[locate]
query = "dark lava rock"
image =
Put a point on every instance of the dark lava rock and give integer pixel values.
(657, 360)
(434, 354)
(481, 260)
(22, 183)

**About this task:**
Retype the data. Every line must match the original exactly.

**Your solution:**
[locate]
query = "dark lava rock"
image =
Put a point on every instance of the dark lava rock and give integer pixel values.
(657, 360)
(434, 354)
(481, 260)
(22, 183)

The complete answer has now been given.